• WORK INSTRUCTIONS
The answer should match the records character for character.

===== DATASET EXTRACT =====

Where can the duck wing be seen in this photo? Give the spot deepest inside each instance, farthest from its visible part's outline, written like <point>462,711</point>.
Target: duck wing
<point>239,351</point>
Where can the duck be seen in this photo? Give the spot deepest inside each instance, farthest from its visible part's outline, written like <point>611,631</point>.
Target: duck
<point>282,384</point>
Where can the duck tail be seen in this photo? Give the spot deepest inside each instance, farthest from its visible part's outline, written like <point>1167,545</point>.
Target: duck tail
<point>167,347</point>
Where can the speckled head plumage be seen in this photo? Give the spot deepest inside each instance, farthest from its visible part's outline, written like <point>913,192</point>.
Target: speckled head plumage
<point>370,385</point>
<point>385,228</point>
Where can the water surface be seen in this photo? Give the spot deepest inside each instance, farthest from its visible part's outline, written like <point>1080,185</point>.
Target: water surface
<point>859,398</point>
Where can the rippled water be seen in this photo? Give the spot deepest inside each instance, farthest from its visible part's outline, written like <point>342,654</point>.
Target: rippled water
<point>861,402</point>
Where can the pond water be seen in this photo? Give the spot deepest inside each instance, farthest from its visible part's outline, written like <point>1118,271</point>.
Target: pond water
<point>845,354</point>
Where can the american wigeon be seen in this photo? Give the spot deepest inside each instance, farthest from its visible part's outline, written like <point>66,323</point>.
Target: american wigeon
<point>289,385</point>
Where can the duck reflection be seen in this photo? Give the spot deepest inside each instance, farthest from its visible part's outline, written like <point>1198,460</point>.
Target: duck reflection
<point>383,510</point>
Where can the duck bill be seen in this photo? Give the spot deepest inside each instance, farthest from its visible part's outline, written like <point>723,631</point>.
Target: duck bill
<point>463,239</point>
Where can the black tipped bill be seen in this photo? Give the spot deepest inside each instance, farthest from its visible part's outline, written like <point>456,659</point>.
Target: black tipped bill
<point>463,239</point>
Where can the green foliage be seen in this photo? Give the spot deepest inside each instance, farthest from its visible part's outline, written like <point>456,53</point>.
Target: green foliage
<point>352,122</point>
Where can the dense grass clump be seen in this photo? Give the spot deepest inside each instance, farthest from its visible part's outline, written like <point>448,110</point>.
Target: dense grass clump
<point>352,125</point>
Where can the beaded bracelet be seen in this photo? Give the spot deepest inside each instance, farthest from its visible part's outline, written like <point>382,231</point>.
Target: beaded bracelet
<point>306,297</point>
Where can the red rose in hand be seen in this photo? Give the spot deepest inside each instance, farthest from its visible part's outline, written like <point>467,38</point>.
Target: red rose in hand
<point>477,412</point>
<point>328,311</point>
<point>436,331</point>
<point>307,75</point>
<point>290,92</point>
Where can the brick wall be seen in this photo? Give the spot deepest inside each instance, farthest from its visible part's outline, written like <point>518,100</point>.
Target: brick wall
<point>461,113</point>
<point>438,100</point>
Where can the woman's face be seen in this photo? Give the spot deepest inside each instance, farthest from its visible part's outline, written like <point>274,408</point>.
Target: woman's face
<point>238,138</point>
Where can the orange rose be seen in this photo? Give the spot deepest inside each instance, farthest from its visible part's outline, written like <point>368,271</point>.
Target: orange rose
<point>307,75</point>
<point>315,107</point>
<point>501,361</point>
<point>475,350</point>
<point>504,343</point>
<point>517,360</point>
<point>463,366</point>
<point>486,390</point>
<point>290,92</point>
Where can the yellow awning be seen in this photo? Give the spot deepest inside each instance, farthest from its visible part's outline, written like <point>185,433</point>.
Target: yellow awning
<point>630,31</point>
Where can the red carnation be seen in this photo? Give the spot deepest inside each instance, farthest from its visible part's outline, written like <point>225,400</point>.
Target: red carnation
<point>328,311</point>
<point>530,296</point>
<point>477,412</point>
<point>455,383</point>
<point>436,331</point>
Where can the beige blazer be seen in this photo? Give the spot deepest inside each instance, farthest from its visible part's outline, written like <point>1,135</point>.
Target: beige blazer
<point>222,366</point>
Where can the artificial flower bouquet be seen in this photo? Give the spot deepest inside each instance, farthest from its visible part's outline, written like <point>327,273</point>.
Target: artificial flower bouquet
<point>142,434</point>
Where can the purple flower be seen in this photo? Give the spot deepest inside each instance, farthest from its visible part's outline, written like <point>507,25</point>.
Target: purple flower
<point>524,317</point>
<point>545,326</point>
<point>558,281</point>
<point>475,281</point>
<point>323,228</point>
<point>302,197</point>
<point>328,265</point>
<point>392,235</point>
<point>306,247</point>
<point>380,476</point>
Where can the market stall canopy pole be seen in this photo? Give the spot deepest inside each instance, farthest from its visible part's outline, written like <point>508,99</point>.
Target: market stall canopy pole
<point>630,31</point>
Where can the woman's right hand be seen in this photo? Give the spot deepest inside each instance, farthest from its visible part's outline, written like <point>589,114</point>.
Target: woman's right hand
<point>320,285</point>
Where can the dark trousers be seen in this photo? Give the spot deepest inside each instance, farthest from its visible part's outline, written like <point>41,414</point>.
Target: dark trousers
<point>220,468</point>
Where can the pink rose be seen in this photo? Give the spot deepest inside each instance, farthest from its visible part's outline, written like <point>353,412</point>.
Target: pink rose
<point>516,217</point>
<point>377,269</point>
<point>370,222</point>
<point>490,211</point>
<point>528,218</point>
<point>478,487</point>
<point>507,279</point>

=====

• SOLUTION TO THIS TASK
Where can the duck wing be seen in this photo? Give the spot deepest inside each instance, farthest from its visible part's outline, written like <point>462,711</point>.
Target: duck wing
<point>239,351</point>
Where can the duck be seen in this photo? Give the spot deepest inside each instance, farthest from its visible part's outline, written like <point>611,631</point>.
Target: duck
<point>282,384</point>
Where can the duck tail be seen in this photo? Give the spot deepest inside each instance, farthest from its visible part's outline, written like <point>1167,545</point>.
Target: duck tail
<point>167,347</point>
Where can the speckled head plumage be seen in this photo? Give the spot deepest inside each instance, farthest from its visible part's outline, written like <point>913,192</point>.
Target: speckled head plumage
<point>370,385</point>
<point>385,228</point>
Where can the water surface be seen in this photo? Give the spot deepest inside each instance, farthest from its visible part's outline, written like <point>1080,185</point>.
Target: water surface
<point>859,398</point>
Where can the rippled water be seen in this photo? Give the spot deepest inside each instance, farthest from its visible part's outline, written like <point>342,654</point>.
Target: rippled water
<point>861,402</point>
Where can the pond water be seen in this photo? Give the spot deepest inside each instance, farthest from its visible part's outline, written like <point>1118,271</point>.
Target: pond water
<point>845,354</point>
Where can the american wigeon be seen in this photo? Give the spot deepest inside each instance, farthest from its visible part's outline, written like <point>66,323</point>.
Target: american wigeon
<point>289,385</point>
Where can the duck reflection be seen in this photo? Give the spot deepest inside each instance, farthest from its visible part's outline, written like <point>1198,460</point>.
Target: duck reflection
<point>383,510</point>
Where can the duck bill be seen in this photo? Give the spot deepest inside each instance, farthest from its visible part's outline, written like <point>723,631</point>.
Target: duck bill
<point>463,239</point>
Where can the black tipped bill be seen in this photo? Give the spot deepest inside each instance, farthest from its visible part's outline, written like <point>456,659</point>.
Target: black tipped bill
<point>463,239</point>
Where can the green foliage be seen in this photo? Give the spot deepest inside each instance, farthest from its visible part's outline, written like <point>456,53</point>.
Target: green foliage
<point>352,122</point>
Where can the dense grass clump be seen in this photo? Give the spot deepest inside each instance, farthest from its visible part's outline, written like <point>448,110</point>.
Target: dense grass clump
<point>352,125</point>
Where can the beaded bracelet be seen in this photo? Give the spot deepest inside each instance, farthest from its visible part's outline, written like <point>382,231</point>.
Target: beaded bracelet
<point>306,297</point>
Where can the red rose in hand be seen in this photo? Give the spot deepest inside each instance, farthest from its visible part's outline, written like <point>467,38</point>.
Target: red rose in hand
<point>477,412</point>
<point>328,311</point>
<point>436,331</point>
<point>307,75</point>
<point>290,92</point>
Where can the brick wall be seen in this photo? Give the spot deepest inside each instance, farthest from its visible part's outline, written like <point>518,100</point>.
Target: brick wall
<point>461,113</point>
<point>438,100</point>
Where can the woman's face be seen in this photo? Give the spot deepest inside each instance, farthest from its visible part's outline, written like <point>274,408</point>.
Target: woman's face
<point>238,138</point>
Where can the orange rose be seen in this photo? Give the spot deepest inside each instance, farthest from its visible part's outline, written like <point>368,271</point>.
Target: orange rose
<point>307,75</point>
<point>315,107</point>
<point>501,361</point>
<point>475,350</point>
<point>504,343</point>
<point>517,360</point>
<point>463,366</point>
<point>486,390</point>
<point>290,92</point>
Where can the yellow awning be seen in this photo? Give the spot deepest inside each instance, farthest from its visible part's outline, written like <point>185,433</point>.
Target: yellow awning
<point>630,31</point>
Where can the red carnation be seen in this photo? Give the spot deepest inside each instance, farthest from its visible part's outline, written like <point>225,400</point>.
Target: red carnation
<point>328,311</point>
<point>530,296</point>
<point>477,412</point>
<point>455,383</point>
<point>436,331</point>
Where can the beige blazer be seen in this photo? Give the spot deepest inside each instance, farthest from its visible part's outline, written like <point>1,135</point>.
Target: beige blazer
<point>222,366</point>
Where can the artificial flower bouquet be seen in this photo? Give the spot deepest inside each instance, farthest from its visible part's outline, written like <point>327,273</point>.
Target: artificial flower bouquet
<point>142,434</point>
Where can the purple flower be seen in this photo? Give the spot deepest inside each instance, farthest from its visible part's outline, written like <point>507,25</point>.
Target: purple flower
<point>524,317</point>
<point>545,326</point>
<point>558,281</point>
<point>475,281</point>
<point>323,228</point>
<point>302,197</point>
<point>328,265</point>
<point>392,235</point>
<point>306,247</point>
<point>380,476</point>
Where can the market stall canopy pole be seen in this photo? Give the spot deepest inside each instance, farthest from its visible part's outline, written like <point>508,99</point>.
Target: market stall canopy pole
<point>630,31</point>
Where can the woman's right hand be seen in this photo? Give the spot deepest inside each instance, farthest from its visible part's outline, written like <point>589,114</point>.
Target: woman's right hand
<point>320,285</point>
Where can the dark trousers be seen in this photo? Give the spot deepest inside each instance, farthest from its visible part's outline, written like <point>41,414</point>.
Target: dark trousers
<point>220,468</point>
Where can the pink rose be seen in this photo? Give the spot deepest inside each instance, farthest from its visible part's outline, written like <point>353,412</point>.
Target: pink rose
<point>516,217</point>
<point>377,269</point>
<point>370,222</point>
<point>490,211</point>
<point>528,218</point>
<point>478,487</point>
<point>507,279</point>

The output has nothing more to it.